**Passage for review**
——————

Today, like most others, I am wearing a white ribbon. It denotes support for a campaign against domestic violence, but particularly violence against women.
We seem to have various coloured ribbons for a number of causes, which are worn to show support, and I can think of about six different colours used in this way - usually to raise awareness of an illness or note an event.
The most commonly spotted will be the white ribbon - it is a call to people, particularly men, to pay attention to, speak out against and, if in a position of power, to stop violence against women.
I have spent the bulk of my working life dealing with the after-effects of family violence and, in looking back to the 1970s, I can't help but be ashamed of some of the responses services showed to reports of domestic violence.
The call over the police radio to complete the intervention was invariably "NFPA" - "no further police action". The only record of attendance would be a notebook entry, and no file would be generated unless somebody was arrested - and usually nobody was.

——————

**Records shown**
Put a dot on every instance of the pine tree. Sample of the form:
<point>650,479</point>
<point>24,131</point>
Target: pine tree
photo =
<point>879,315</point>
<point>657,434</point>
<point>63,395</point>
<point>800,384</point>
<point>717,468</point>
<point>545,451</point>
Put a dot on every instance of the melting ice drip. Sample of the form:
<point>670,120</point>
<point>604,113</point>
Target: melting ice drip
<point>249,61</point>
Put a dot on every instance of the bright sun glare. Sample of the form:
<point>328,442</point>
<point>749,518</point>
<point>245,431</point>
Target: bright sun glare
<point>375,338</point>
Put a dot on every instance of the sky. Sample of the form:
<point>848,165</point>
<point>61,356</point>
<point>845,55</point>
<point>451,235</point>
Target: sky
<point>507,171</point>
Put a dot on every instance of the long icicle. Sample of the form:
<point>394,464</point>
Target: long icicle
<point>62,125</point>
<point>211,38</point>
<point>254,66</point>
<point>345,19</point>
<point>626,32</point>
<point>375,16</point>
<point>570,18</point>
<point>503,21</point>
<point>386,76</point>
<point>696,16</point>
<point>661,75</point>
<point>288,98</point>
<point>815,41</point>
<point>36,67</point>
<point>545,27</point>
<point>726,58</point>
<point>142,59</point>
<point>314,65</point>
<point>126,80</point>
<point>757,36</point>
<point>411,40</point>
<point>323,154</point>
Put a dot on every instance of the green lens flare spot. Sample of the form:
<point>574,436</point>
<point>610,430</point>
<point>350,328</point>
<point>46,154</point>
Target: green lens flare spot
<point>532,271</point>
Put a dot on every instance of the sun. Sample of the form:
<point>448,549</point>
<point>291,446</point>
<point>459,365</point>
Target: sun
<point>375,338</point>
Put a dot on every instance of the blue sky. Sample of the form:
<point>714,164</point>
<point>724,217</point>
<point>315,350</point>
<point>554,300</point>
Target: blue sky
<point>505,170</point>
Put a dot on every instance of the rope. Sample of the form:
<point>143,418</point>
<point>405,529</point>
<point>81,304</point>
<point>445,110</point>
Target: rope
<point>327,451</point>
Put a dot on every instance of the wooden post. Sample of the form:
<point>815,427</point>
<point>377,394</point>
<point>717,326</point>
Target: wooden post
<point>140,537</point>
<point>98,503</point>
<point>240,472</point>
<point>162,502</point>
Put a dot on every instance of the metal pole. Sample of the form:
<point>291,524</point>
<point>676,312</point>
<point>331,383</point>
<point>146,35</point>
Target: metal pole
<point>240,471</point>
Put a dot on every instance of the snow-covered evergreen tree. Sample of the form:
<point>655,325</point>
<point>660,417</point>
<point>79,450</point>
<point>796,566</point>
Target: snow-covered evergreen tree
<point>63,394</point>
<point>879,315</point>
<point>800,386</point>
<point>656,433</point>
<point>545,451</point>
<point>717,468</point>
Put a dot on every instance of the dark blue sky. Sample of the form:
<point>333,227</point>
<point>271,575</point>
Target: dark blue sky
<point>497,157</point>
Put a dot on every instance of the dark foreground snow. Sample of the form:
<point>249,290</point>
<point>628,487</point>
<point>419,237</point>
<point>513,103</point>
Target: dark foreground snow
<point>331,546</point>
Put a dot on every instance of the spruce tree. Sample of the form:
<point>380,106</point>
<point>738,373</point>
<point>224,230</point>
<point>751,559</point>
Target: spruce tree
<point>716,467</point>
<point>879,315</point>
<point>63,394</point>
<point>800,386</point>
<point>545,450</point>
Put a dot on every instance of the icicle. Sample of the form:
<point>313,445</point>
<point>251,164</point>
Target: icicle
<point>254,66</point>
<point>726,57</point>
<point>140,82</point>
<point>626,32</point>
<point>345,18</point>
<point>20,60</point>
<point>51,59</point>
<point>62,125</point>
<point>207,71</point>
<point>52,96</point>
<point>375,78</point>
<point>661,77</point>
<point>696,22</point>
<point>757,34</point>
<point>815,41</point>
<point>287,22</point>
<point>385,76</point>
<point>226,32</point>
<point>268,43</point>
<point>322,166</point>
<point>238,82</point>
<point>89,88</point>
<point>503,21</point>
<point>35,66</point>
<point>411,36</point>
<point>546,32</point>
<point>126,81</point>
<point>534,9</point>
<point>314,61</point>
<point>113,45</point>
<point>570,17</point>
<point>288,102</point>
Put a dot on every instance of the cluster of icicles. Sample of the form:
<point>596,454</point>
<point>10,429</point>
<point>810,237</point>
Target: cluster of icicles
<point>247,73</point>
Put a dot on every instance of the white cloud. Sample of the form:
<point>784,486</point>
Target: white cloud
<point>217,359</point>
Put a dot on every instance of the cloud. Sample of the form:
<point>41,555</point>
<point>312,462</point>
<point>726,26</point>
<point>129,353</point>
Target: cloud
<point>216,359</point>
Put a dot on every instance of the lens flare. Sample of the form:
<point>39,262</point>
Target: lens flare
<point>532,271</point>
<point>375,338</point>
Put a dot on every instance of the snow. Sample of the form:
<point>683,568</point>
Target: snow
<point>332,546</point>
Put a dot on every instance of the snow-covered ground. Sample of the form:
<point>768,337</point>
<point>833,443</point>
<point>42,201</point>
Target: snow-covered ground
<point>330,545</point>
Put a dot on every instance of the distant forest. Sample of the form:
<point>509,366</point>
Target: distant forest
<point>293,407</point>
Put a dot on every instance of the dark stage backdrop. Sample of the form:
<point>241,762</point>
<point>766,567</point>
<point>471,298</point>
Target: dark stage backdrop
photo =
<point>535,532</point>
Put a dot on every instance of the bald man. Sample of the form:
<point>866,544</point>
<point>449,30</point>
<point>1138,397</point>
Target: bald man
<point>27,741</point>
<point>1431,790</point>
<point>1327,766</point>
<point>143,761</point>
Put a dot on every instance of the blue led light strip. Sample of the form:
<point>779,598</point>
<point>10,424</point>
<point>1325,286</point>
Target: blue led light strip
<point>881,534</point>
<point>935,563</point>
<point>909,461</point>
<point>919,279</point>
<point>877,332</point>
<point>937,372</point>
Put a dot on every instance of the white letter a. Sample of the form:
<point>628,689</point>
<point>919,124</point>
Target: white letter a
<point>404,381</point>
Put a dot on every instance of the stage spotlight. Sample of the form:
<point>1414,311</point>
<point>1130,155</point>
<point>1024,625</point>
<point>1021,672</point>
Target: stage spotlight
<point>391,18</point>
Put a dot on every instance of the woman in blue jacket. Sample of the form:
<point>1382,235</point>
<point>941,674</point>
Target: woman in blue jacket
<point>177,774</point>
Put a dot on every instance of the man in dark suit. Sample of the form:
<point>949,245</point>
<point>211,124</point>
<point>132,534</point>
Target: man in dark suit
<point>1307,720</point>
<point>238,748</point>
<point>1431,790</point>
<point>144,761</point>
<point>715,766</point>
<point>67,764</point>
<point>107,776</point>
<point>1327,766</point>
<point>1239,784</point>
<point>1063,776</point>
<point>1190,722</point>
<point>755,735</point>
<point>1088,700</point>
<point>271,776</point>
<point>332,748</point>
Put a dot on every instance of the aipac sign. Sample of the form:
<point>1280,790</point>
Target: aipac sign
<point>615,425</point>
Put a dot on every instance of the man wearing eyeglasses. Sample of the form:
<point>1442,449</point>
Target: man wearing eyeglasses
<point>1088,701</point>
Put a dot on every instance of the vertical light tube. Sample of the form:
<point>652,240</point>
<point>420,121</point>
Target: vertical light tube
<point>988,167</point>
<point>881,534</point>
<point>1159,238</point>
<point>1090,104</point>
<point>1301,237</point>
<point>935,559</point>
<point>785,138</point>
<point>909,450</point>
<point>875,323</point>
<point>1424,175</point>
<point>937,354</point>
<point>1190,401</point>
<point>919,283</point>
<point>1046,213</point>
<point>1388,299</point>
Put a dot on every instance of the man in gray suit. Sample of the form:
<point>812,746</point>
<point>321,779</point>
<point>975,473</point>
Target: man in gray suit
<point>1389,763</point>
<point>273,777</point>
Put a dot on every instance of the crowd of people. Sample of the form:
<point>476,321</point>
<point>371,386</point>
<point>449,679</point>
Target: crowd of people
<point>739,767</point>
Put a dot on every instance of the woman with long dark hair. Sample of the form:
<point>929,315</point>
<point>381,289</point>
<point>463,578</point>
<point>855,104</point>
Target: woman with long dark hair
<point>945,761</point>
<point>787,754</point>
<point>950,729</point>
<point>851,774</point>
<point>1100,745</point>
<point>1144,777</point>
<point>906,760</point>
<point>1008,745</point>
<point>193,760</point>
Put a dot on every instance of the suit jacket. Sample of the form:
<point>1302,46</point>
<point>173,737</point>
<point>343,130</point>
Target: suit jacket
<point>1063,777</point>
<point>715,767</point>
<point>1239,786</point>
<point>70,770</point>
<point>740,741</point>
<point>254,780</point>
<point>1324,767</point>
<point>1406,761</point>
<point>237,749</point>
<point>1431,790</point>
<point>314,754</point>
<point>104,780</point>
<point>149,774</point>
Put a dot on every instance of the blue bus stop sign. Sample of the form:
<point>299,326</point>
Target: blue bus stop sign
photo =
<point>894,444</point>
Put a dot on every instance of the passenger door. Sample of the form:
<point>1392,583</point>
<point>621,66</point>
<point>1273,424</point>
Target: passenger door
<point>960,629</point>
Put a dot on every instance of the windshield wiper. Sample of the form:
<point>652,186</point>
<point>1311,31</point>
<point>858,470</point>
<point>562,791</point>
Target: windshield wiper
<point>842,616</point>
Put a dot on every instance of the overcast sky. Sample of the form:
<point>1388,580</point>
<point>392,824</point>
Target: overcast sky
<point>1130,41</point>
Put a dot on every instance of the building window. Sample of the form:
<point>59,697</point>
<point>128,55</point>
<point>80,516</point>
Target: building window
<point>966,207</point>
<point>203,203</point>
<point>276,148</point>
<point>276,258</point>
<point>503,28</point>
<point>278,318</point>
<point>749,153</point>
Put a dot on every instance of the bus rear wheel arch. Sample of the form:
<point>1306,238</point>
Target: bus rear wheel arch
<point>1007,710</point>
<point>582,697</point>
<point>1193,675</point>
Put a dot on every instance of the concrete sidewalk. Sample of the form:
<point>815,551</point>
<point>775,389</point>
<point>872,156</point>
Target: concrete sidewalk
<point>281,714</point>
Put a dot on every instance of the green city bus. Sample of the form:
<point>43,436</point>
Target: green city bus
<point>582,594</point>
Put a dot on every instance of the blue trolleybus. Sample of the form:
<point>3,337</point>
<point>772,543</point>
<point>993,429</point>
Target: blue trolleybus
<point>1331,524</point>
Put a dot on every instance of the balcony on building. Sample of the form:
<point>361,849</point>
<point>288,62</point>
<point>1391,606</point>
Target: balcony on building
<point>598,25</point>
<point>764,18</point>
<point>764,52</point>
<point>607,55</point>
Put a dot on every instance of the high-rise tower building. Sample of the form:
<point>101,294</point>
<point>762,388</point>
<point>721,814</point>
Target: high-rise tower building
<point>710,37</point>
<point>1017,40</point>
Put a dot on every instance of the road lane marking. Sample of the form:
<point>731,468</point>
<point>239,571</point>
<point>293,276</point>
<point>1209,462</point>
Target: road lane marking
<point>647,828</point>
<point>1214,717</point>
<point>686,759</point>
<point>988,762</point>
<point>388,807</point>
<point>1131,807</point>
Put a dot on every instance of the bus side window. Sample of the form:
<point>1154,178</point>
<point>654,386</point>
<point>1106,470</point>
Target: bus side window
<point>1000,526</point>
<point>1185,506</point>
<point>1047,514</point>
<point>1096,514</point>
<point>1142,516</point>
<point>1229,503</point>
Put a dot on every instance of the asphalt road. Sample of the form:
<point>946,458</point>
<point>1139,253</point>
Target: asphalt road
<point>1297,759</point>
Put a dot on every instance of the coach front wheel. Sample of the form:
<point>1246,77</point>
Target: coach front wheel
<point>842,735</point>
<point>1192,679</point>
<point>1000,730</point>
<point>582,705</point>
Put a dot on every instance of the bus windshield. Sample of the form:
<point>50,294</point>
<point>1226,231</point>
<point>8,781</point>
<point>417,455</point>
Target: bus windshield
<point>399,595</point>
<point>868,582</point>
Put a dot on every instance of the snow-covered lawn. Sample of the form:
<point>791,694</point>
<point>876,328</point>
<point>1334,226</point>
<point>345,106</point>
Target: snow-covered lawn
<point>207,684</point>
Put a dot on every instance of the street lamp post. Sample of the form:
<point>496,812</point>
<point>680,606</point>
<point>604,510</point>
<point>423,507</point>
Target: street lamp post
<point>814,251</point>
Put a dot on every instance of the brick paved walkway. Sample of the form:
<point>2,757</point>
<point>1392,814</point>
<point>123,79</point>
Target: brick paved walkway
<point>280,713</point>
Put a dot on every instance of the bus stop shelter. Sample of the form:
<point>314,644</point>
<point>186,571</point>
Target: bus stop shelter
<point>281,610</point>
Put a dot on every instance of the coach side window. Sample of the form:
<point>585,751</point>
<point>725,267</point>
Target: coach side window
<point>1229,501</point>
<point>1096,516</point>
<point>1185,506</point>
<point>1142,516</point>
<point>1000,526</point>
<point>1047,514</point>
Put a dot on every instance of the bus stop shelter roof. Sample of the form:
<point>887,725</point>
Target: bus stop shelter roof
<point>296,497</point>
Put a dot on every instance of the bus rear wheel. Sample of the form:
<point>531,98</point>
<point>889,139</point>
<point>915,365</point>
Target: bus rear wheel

——————

**What this exercise asks**
1 - Reproduce the domestic violence text starting at "Today, like most" and ending at "of domestic violence.", substituting "purple ribbon" for "white ribbon" wherever it occurs.
2 - Decide whether each statement agrees with the domestic violence text, answering yes or no and quoting the words that settle it: (a) The writer can think of about six ribbon colors worn to show support. (b) In the 1970s, a file was generated whenever police attended a domestic violence report. (c) The white ribbon is a call particularly to women.
Base your work on the domestic violence text alone.

**Answer set**
1 -
Today, like most others, I am wearing a purple ribbon. It denotes support for a campaign against domestic violence, but particularly violence against women.
We seem to have various coloured ribbons for a number of causes, which are worn to show support, and I can think of about six different colours used in this way - usually to raise awareness of an illness or note an event.
The most commonly spotted will be the purple ribbon - it is a call to people, particularly men, to pay attention to, speak out against and, if in a position of power, to stop violence against women.
I have spent the bulk of my working life dealing with the after-effects of family violence and, in looking back to the 1970s, I can't help but be ashamed of some of the responses services showed to reports of domestic violence.

2 -
(a) Yes: "I can think of about six different colours used in this way"
(b) No: "no file would be generated unless somebody was arrested - and usually nobody was"
(c) No: "it is a call to people, particularly men"